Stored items
-----
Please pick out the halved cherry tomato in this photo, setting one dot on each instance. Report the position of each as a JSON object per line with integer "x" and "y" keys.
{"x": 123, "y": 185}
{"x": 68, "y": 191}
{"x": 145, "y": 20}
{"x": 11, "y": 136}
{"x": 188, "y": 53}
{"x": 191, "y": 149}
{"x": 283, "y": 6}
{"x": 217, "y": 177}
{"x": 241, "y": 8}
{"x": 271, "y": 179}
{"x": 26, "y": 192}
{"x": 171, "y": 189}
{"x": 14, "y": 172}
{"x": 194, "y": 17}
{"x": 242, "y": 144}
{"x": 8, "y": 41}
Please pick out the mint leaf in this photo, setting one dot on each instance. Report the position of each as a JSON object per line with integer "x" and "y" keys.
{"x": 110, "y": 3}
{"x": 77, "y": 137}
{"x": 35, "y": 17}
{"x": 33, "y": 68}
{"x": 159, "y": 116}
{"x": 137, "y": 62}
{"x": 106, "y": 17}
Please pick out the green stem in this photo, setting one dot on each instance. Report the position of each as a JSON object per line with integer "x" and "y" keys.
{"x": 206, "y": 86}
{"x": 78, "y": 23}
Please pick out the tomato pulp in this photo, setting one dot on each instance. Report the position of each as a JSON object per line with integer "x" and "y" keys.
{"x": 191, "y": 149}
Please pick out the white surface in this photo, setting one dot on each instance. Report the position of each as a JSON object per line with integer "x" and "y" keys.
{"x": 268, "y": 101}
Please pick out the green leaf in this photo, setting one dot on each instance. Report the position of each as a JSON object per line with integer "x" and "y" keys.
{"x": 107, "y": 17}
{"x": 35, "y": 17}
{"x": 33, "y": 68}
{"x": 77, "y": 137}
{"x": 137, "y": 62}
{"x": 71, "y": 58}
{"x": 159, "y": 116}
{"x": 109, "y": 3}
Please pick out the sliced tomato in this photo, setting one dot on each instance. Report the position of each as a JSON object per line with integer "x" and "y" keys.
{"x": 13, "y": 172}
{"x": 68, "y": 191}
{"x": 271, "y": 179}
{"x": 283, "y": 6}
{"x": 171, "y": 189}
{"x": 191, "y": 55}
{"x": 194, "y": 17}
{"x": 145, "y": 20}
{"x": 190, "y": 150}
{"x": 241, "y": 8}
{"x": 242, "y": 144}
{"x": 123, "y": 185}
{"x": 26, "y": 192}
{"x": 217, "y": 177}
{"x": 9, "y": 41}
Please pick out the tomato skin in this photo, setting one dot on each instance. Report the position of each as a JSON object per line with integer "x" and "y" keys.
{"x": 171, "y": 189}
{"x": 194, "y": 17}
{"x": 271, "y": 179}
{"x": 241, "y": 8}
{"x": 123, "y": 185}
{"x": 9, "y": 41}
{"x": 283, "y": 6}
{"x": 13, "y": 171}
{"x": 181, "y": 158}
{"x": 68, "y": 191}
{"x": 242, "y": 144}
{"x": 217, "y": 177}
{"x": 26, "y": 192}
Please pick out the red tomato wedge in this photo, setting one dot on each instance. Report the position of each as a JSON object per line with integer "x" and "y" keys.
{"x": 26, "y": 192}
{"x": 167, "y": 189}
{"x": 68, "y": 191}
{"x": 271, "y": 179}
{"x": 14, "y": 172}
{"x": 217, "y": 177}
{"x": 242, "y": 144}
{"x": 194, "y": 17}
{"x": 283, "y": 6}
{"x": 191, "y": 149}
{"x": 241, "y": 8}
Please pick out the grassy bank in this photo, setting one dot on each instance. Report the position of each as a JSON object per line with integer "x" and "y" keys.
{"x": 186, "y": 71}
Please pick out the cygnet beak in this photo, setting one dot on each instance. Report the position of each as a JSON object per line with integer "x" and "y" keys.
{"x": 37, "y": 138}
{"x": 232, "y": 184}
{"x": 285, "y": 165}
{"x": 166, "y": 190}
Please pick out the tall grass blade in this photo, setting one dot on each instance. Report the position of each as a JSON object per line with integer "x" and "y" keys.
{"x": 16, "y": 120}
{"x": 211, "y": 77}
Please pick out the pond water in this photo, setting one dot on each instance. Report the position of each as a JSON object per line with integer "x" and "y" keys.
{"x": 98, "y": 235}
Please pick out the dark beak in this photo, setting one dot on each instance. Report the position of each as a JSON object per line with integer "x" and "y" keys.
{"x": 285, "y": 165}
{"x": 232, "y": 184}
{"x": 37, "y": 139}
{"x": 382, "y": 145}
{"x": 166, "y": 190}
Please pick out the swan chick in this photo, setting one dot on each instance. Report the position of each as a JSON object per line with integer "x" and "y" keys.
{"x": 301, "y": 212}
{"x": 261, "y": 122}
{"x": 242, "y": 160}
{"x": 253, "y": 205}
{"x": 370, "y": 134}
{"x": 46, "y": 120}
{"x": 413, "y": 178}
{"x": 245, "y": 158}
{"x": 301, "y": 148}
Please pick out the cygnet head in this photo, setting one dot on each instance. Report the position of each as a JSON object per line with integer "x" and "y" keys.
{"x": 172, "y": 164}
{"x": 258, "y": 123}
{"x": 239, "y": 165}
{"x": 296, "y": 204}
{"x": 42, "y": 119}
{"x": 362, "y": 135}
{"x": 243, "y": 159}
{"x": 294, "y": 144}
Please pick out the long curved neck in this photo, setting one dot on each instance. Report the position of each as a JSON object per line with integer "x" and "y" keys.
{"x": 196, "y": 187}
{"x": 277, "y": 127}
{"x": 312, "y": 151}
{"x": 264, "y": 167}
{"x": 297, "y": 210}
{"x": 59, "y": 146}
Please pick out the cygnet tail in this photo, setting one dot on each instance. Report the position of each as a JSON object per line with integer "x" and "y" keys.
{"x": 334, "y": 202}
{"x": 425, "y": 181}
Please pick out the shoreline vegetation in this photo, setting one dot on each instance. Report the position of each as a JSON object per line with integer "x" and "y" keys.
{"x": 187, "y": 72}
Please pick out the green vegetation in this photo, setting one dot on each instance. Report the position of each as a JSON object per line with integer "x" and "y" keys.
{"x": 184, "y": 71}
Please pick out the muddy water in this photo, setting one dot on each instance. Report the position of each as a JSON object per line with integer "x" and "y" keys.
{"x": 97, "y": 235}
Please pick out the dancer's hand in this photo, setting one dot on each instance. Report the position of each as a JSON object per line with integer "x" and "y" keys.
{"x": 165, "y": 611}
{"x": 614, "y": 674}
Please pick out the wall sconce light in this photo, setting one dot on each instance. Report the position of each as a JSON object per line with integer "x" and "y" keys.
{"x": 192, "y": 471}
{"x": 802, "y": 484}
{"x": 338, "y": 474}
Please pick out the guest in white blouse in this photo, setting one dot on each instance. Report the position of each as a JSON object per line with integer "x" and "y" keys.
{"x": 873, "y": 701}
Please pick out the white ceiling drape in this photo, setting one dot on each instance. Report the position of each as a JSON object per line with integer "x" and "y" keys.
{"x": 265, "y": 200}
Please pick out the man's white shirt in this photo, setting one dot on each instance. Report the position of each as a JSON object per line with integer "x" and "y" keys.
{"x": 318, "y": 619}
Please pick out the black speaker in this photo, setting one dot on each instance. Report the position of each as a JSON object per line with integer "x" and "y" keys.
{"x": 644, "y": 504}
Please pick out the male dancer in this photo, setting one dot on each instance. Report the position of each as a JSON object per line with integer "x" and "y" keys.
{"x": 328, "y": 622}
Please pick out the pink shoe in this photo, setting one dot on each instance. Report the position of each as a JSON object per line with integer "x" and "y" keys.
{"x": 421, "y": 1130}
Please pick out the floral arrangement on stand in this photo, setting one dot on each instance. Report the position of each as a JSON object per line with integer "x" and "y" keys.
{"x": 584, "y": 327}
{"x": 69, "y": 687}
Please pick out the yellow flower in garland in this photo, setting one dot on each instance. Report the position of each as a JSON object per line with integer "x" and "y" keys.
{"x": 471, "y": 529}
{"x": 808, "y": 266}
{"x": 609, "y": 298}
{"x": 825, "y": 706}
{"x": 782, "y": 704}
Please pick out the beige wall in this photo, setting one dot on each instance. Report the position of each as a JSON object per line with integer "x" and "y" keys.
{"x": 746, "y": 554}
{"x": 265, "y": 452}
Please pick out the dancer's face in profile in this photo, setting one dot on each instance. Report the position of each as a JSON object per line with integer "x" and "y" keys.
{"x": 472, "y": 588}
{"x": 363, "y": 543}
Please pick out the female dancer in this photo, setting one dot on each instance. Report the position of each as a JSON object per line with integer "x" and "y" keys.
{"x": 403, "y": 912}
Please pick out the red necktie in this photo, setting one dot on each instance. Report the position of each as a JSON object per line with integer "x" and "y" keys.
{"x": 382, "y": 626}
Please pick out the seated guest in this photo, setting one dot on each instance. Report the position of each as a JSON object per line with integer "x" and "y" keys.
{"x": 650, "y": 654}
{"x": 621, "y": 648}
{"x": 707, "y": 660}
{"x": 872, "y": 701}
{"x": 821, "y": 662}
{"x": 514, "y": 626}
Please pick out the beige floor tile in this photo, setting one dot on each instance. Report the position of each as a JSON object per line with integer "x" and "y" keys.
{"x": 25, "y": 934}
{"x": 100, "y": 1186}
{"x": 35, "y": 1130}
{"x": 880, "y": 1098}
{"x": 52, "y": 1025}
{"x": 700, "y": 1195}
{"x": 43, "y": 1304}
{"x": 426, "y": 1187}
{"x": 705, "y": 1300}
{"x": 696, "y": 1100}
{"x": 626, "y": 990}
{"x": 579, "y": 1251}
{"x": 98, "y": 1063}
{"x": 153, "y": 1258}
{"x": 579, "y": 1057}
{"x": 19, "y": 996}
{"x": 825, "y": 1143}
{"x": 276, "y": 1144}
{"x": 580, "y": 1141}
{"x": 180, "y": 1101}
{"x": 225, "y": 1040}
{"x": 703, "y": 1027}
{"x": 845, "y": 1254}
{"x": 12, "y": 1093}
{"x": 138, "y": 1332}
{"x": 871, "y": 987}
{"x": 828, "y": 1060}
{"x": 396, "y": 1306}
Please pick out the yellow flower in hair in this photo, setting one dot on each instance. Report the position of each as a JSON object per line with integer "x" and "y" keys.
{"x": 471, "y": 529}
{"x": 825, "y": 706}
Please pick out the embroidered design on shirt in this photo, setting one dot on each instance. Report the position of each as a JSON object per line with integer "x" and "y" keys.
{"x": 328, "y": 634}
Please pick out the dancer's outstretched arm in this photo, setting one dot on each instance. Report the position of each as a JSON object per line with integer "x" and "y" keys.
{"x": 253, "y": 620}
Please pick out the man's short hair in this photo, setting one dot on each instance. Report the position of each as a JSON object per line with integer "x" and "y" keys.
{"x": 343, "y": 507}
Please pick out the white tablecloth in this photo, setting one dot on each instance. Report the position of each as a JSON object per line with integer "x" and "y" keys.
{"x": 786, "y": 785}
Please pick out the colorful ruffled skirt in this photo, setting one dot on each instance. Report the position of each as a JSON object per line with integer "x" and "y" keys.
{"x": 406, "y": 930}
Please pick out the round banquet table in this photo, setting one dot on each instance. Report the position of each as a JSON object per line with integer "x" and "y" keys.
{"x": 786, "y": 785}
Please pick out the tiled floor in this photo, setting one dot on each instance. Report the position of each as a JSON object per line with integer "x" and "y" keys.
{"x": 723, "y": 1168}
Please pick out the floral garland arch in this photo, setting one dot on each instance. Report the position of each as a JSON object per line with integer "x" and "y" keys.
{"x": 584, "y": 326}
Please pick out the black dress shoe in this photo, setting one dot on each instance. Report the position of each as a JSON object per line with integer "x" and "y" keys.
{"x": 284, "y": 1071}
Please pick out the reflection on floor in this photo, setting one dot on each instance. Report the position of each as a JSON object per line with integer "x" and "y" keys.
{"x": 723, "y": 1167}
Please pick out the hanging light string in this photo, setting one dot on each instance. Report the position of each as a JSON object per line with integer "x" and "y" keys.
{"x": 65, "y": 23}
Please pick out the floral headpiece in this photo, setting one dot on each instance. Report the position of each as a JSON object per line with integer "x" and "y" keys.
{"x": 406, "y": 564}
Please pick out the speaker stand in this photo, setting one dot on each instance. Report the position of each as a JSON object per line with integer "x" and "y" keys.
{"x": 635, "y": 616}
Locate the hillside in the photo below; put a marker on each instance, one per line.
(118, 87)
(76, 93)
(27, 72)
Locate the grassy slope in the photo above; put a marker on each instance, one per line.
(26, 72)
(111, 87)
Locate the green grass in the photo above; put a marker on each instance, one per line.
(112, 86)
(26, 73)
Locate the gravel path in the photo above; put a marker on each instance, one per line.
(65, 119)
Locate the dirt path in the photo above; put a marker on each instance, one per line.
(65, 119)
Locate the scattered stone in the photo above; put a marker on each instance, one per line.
-----
■ TASK BRIEF: Every line from the one with "Please pick out the reflection" to the end of the records above should be returned exactly, and no other lines.

■ ANSWER SPACE:
Please pick out the reflection on floor in this photo, setting one dot on each instance. Report the position of each as a JSON object per line with integer "x" and "y" keys.
{"x": 723, "y": 1167}
Please pick out the hanging light string in this photo, setting one dot on each instance. Report the position of each as a JSON object per line with integer "x" and "y" keys.
{"x": 65, "y": 23}
Please pick out the floral headpiece in this photo, setting one dot on each instance. Report the position of each as a JSON object per line with integer "x" and "y" keys.
{"x": 406, "y": 564}
Please pick out the speaker stand in this photo, setting one dot on each instance. Report the position of each as a JSON object per line with integer "x" and "y" keys.
{"x": 635, "y": 616}
Locate the hillside in the photo below; put a marker on each instance, one per line.
(118, 87)
(76, 93)
(27, 72)
Locate the grassy slope in the photo above; put a marker on each instance, one per line.
(26, 72)
(111, 87)
Locate the green grass in the photo above; put a marker on each instance, one per line.
(112, 86)
(26, 73)
Locate the gravel path in the photo above; put a marker on each instance, one per line.
(65, 119)
Locate the dirt path in the photo above; put a marker on each instance, one per line.
(65, 119)
Locate the scattered stone in the photo above; put a marker on each instance, one per line.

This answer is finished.